=== The problem ===
Reproduce the items below word for word, from their beginning through the line with "point(567, 141)", including that line. Leave the pictures out.

[start Material for this task]

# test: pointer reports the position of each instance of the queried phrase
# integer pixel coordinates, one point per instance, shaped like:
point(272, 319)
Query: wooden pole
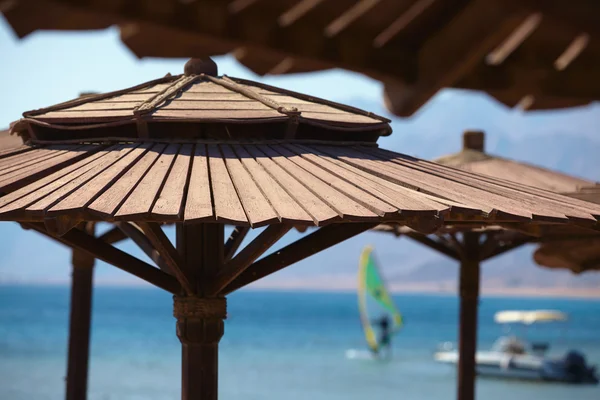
point(469, 299)
point(200, 318)
point(80, 322)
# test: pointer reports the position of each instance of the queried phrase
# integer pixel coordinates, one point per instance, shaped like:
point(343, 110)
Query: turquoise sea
point(277, 345)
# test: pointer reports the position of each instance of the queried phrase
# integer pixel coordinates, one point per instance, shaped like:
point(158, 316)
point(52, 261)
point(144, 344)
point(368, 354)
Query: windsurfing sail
point(372, 289)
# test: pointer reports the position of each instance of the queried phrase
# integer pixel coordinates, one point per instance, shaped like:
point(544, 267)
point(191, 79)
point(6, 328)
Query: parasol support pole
point(80, 322)
point(469, 302)
point(200, 317)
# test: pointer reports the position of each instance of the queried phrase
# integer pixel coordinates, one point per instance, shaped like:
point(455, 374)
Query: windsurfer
point(385, 336)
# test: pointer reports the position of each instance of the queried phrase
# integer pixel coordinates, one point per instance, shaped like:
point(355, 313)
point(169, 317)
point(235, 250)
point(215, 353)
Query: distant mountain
point(567, 141)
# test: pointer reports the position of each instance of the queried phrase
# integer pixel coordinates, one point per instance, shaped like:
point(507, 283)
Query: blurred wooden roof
point(537, 54)
point(8, 141)
point(579, 255)
point(474, 158)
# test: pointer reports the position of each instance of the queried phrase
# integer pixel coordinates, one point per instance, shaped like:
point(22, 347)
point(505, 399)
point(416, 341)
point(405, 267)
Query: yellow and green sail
point(372, 286)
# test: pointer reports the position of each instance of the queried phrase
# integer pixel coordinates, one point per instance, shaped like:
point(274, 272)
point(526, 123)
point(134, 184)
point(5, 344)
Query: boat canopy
point(529, 317)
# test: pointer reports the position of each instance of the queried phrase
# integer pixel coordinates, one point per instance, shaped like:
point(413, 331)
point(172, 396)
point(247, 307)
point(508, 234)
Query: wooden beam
point(503, 248)
point(111, 255)
point(169, 254)
point(113, 235)
point(469, 283)
point(247, 256)
point(433, 244)
point(235, 241)
point(138, 237)
point(80, 319)
point(313, 243)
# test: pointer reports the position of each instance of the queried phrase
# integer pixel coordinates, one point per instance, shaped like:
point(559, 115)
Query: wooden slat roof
point(260, 183)
point(531, 53)
point(202, 98)
point(579, 255)
point(516, 171)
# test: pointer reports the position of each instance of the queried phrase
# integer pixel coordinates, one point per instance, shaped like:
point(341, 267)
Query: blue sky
point(49, 67)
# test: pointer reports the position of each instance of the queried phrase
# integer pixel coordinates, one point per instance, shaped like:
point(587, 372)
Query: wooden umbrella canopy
point(201, 151)
point(531, 53)
point(470, 244)
point(577, 255)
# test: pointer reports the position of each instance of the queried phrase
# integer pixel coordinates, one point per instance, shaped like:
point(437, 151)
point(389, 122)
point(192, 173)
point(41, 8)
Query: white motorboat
point(511, 357)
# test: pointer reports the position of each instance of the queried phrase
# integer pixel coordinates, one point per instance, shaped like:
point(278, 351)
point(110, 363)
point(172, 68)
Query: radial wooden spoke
point(434, 244)
point(79, 240)
point(247, 256)
point(138, 237)
point(161, 242)
point(311, 244)
point(235, 241)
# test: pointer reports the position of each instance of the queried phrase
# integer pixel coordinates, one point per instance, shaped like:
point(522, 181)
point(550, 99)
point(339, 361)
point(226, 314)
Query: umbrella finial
point(473, 140)
point(197, 66)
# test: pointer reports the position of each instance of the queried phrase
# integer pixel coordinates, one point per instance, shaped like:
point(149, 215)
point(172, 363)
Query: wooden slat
point(169, 205)
point(188, 96)
point(217, 114)
point(128, 97)
point(337, 117)
point(198, 205)
point(48, 199)
point(77, 200)
point(103, 106)
point(214, 105)
point(346, 207)
point(227, 203)
point(207, 87)
point(234, 242)
point(15, 150)
point(27, 195)
point(93, 114)
point(32, 158)
point(27, 175)
point(429, 184)
point(286, 207)
point(256, 206)
point(108, 202)
point(348, 188)
point(405, 199)
point(142, 198)
point(313, 205)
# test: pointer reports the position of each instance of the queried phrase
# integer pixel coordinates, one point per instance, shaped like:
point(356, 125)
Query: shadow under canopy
point(201, 151)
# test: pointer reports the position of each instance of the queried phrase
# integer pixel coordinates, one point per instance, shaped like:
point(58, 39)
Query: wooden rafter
point(77, 239)
point(138, 237)
point(434, 244)
point(503, 248)
point(113, 235)
point(165, 248)
point(247, 256)
point(299, 250)
point(235, 241)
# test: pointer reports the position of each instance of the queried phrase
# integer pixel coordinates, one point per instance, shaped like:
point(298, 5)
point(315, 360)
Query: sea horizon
point(417, 289)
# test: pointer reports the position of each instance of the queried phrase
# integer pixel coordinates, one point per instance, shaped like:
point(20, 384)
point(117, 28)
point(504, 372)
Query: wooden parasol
point(470, 244)
point(201, 151)
point(527, 53)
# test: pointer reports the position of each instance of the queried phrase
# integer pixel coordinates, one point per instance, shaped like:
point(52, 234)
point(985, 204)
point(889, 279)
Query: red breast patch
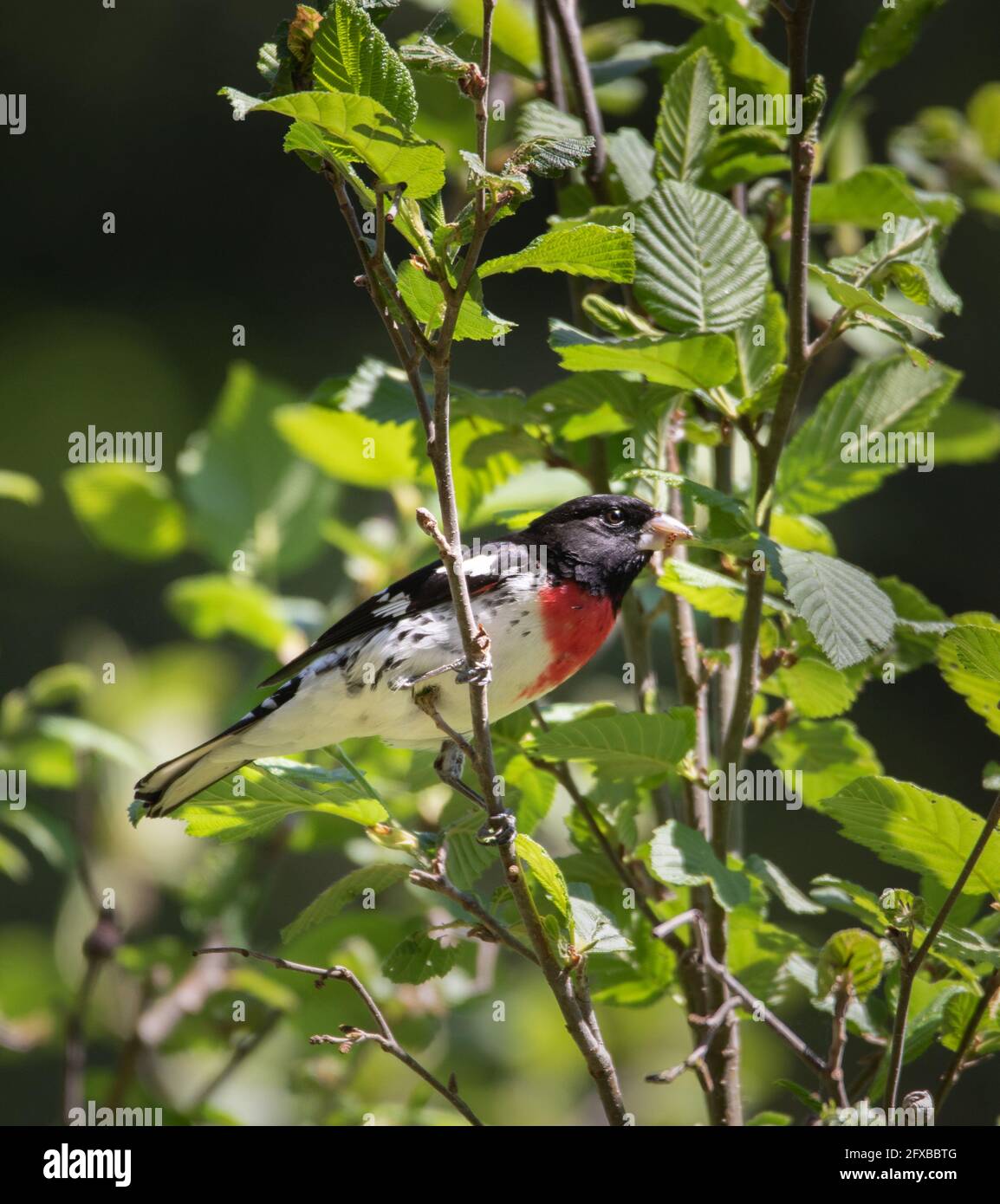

[end Material for this task]

=== Correct answer ===
# test: pointer reports the position of each instance of the queried phrase
# integer pixel coordinates, one point per instance, shaped like:
point(272, 319)
Query: wooden pole
point(469, 299)
point(200, 318)
point(80, 322)
# test: pointer reports the position of each instance of the queried phrase
# integer pixel coordinates, one point per instance, shaped like:
point(343, 110)
Query: turquoise sea
point(277, 345)
# test: pointer reports the position of each instance of the queried phrase
# integer pixel coordinates, one point per instance, shaped like:
point(158, 316)
point(52, 261)
point(144, 344)
point(368, 354)
Query: windsurfing sail
point(372, 289)
# test: pointer reports the position of each instance of the queried phrase
# integer pixel coordinates, one point per instance, shaped like:
point(544, 267)
point(191, 79)
point(6, 328)
Query: parasol support pole
point(80, 322)
point(469, 302)
point(200, 317)
# test: pointer reports the position of each instance of the queried phrase
# integer pixel coordinates, one point per instance, shaped like:
point(455, 374)
Query: windsurfer
point(385, 336)
# test: pointer reports the position of each instance of the queried phrase
# integer pixel coordinates, one point per instance, shaped like:
point(355, 313)
point(169, 317)
point(235, 250)
point(215, 353)
Query: distant mountain
point(567, 141)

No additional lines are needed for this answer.